[[ Dataset entries open ]]

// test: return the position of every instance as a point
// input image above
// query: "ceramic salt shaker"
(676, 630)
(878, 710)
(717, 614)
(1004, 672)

[[ Dataset entries closed ]]

• _Problem_
All the lines above need to be retyped exactly, with nothing left out.

• _Solution to this task_
// test: return the position of every instance as a point
// input image above
// query: "ceramic salt shaker"
(676, 630)
(878, 710)
(717, 614)
(1004, 672)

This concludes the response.